THE TASK -
Retype, word for word, every line of the records below starting at the one that contains "of the soccer" and ending at the one that contains "the tree, dropping"; include both of those lines and nothing more.

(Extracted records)
※ ※ ※

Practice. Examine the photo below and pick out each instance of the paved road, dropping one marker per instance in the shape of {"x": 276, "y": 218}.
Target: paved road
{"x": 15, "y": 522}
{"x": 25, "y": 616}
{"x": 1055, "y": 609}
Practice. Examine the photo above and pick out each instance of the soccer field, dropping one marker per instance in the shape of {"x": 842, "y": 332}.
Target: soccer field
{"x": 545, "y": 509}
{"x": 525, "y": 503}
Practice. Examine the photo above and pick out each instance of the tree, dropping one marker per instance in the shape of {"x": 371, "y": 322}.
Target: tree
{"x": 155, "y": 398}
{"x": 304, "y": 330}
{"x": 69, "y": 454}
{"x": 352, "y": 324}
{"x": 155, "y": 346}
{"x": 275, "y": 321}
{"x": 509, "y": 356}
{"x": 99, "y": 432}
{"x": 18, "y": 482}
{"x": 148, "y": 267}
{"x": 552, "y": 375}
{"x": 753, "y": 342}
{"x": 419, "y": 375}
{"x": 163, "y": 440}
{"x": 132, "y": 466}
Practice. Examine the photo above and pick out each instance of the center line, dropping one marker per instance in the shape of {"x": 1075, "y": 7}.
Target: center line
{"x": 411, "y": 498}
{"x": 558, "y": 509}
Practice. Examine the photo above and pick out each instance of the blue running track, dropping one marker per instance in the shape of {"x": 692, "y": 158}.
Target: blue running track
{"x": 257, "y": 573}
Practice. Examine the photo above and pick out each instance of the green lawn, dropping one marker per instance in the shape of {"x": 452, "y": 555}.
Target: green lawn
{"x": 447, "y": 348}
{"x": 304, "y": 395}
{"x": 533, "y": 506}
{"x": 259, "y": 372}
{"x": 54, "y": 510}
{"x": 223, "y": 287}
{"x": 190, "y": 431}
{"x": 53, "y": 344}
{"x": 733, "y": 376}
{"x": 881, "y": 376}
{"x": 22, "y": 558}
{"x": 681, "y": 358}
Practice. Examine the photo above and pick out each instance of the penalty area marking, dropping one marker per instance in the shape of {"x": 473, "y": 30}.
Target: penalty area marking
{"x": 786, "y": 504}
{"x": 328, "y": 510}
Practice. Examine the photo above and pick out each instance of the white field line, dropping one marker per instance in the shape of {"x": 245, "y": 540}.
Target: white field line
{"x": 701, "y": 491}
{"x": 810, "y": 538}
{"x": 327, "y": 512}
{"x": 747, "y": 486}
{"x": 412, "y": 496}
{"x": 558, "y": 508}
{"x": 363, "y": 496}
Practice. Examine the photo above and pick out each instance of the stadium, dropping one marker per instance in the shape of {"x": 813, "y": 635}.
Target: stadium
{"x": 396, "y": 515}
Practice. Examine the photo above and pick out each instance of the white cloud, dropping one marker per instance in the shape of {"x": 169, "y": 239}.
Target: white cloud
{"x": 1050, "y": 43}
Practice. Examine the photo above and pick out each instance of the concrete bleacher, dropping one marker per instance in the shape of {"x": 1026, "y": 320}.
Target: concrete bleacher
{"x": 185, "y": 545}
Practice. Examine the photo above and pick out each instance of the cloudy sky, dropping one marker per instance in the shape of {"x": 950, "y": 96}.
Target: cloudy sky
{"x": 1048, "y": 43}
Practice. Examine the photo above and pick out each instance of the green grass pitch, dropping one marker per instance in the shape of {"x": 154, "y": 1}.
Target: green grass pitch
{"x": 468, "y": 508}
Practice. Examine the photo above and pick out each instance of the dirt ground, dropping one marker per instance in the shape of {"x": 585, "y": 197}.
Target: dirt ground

※ ※ ※

RESULT BELOW -
Practice. Examine the photo above and pick out each instance of the soccer field, dropping one marker per instance in the shape of {"x": 842, "y": 332}.
Target: soccer field
{"x": 545, "y": 509}
{"x": 525, "y": 503}
Practice. Examine the photo above and pick out each instance of the tree, dropping one marker per instance in the shape of {"x": 371, "y": 322}.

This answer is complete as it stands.